_Written exercise A_
Write out the forum post on living tradition and the revival, word for word, from "And it's not" to "lbrarians about books.".
_Written exercise B_
List each different word that the forum post on living tradition and the revival puts in quotation marks.
_Written exercise C_
Carry on the forum post on living tradition and the revival from its last sentence.

The Mudcat Café TM
Thread #60042   Message #959851
Posted By: Marje
27-May-03 - 01:10 PM
Thread Name: Living Tradition and the Revival
Subject: RE: Living Tradition and the Revival
I've always found it a bit of a confusing distinction, and can't really see that a "source" singer is anything of the sort: the source of traditional songs and music goes back a lot further than the so-called "source" or "traditional" singers.

It's not about oral versus written tradition. Many of the traditional singers and musicians performed songs and tunes that had at some time been written down, and they may or may not have learnt them from written words or music. Equally, many "revival" singers(and many reading this, I should think) have learnt many songs and tunes from others without ever seeing them written down.

And it's not to do with occupation, either. Even the singers who are accepted as "traditional" used to sing songs that did not arise directly from their experience - they may have sung seafaring ballads and yet never seen the sea. It would be a dull old world if farmers could only ever sing songs about sheep and lbrarians about books.

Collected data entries
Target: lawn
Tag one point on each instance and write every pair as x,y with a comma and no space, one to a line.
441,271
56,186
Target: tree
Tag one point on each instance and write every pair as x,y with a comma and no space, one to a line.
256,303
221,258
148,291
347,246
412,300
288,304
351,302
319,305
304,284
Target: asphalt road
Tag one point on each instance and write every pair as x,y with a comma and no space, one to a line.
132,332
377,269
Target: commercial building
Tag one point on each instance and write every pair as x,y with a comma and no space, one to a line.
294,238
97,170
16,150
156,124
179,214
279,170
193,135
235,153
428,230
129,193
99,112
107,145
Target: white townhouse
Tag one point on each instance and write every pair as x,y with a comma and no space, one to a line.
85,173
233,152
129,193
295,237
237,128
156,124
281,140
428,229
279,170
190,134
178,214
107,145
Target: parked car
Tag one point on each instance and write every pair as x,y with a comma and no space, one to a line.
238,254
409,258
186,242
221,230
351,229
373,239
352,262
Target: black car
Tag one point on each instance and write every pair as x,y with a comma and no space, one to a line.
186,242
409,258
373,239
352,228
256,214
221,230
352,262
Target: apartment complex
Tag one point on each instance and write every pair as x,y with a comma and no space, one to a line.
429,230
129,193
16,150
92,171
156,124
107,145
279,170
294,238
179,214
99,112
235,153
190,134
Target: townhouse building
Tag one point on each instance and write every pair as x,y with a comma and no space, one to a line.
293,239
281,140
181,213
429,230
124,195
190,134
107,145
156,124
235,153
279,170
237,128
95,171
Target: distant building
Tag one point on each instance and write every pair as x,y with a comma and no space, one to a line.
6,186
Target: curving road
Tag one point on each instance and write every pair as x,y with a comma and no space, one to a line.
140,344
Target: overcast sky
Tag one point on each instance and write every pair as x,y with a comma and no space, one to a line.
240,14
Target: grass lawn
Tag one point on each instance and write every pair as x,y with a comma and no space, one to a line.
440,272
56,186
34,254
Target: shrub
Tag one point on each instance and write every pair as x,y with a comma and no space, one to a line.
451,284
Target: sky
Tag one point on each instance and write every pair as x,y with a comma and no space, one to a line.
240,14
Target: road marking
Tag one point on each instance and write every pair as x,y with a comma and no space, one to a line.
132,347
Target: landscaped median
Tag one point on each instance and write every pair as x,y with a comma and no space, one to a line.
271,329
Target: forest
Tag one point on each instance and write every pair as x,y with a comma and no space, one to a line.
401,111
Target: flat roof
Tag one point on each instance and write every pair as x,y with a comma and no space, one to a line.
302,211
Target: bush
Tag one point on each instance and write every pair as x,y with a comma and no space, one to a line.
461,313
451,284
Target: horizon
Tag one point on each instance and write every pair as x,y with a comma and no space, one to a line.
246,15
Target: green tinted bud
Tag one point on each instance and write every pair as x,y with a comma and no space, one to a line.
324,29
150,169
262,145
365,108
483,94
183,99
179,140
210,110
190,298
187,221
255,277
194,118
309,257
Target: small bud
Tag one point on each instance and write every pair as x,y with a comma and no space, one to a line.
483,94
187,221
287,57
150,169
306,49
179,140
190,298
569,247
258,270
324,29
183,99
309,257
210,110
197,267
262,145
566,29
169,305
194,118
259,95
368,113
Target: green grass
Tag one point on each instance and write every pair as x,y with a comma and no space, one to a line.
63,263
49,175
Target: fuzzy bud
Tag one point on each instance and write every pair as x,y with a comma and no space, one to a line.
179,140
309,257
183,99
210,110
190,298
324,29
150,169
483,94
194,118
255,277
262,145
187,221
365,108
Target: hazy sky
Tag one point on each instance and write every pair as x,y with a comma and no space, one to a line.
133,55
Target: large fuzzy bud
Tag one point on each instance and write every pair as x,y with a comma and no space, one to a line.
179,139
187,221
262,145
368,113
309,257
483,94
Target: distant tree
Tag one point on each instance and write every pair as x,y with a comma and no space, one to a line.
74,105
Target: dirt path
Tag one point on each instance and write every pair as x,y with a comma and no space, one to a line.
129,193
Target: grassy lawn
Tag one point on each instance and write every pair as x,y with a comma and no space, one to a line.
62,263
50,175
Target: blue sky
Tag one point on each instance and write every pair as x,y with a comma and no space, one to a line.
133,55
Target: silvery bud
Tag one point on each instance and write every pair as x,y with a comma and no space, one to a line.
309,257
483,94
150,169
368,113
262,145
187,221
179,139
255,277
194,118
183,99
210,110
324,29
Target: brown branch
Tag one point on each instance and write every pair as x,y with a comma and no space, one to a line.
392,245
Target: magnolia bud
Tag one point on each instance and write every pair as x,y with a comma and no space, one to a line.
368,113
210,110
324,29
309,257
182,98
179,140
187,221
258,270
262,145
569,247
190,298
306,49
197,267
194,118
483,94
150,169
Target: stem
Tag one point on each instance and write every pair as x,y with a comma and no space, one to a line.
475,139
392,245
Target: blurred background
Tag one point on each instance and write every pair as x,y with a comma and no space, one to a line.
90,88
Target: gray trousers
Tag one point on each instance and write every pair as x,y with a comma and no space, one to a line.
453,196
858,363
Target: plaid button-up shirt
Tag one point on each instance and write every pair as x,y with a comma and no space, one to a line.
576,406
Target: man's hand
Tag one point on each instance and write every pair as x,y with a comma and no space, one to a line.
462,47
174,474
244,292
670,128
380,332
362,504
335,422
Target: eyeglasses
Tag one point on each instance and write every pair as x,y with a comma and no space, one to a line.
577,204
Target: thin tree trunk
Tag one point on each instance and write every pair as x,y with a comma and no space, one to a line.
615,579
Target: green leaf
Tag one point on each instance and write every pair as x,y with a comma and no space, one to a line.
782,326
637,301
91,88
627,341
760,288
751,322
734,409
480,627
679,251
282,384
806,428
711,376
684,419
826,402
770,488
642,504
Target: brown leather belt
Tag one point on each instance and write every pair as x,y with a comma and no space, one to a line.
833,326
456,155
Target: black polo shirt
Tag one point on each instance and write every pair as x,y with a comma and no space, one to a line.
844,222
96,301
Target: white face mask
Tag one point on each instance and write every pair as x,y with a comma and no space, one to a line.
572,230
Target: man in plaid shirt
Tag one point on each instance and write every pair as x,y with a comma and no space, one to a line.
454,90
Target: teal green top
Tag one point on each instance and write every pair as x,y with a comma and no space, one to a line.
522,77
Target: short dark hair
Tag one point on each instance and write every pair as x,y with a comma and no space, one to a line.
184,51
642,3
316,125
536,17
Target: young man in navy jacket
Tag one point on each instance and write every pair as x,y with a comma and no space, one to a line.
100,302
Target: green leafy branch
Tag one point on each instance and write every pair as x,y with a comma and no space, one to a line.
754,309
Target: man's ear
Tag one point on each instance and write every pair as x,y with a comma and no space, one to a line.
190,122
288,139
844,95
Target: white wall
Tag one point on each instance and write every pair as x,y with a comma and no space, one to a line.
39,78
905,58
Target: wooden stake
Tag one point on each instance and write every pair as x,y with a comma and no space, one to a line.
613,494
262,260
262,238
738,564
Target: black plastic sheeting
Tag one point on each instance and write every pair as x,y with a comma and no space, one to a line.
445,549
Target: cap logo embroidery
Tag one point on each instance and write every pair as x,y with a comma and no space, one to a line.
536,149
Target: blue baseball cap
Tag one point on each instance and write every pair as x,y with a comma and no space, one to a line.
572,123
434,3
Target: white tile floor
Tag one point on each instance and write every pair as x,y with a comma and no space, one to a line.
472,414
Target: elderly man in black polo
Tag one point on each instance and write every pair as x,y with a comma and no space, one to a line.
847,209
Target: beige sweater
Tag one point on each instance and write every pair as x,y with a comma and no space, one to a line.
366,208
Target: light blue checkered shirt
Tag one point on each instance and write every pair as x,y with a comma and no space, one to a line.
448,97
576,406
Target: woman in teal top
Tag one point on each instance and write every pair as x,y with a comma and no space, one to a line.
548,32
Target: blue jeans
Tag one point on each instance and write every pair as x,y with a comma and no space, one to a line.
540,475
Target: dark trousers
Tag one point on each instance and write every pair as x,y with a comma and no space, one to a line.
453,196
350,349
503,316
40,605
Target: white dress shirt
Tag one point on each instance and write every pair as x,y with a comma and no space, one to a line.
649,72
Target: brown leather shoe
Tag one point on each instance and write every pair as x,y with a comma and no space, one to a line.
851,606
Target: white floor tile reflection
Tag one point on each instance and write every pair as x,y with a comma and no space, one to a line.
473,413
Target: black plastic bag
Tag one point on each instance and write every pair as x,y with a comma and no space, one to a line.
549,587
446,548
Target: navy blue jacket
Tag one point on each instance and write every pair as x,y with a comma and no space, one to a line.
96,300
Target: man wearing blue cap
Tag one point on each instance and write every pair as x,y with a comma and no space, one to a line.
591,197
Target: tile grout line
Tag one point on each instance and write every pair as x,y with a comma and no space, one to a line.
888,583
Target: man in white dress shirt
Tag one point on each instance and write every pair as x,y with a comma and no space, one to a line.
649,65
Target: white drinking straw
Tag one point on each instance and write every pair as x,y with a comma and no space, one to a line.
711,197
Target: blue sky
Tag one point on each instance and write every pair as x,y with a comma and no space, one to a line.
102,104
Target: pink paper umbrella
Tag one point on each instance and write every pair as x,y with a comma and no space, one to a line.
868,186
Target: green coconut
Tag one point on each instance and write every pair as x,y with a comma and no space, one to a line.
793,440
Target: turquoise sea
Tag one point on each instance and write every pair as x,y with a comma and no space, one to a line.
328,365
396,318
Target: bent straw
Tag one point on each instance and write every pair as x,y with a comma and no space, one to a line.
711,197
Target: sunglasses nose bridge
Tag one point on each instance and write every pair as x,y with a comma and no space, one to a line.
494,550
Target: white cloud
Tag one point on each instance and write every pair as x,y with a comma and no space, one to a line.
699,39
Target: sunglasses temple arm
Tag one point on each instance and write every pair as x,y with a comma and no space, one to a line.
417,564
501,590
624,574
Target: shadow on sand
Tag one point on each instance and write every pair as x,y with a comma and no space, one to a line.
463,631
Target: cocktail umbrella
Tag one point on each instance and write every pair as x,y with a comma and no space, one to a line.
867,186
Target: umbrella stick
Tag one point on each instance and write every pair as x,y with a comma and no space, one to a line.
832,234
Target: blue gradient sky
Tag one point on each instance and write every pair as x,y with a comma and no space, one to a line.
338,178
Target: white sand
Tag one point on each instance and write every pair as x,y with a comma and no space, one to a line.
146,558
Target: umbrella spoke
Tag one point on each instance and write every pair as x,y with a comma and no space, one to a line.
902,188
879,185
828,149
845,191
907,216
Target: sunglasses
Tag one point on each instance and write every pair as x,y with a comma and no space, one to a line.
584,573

_Right answer A_
And it's not to do with occupation, either. Even the singers who are accepted as "traditional" used to sing songs that did not arise directly from their experience - they may have sung seafaring ballads and yet never seen the sea. It would be a dull old world if farmers could only ever sing songs about sheep and lbrarians about books.

_Right answer B_
source, traditional, revival

_Right answer C_
The "revivalist" folk musicians and singers who are now the custodians of traditional music are teachers, computer operators, engineers, salesmen, etc, and not sons of the soil, but they still share and pass on this music. They use modern methods to do it, but this doesn't invalidate it in any way, IMO.

Musically, we've always been open to other cultural influences. Polkas and waltzes came from central Europe, jigs probably from France, and so on. So it's not a matter of cultural purity or intergrity, either.

So the more I think about it, the harder I find it to recognise any real distinction between traditional and revivalist musicians and singers. There's a much bigger distinction to be drawn between, on one hand, all those who respect and are inspired by traditional sources, and on the other, those who concentrate on recently-written material that has little to do with the tradition. But that is a whole nother topic....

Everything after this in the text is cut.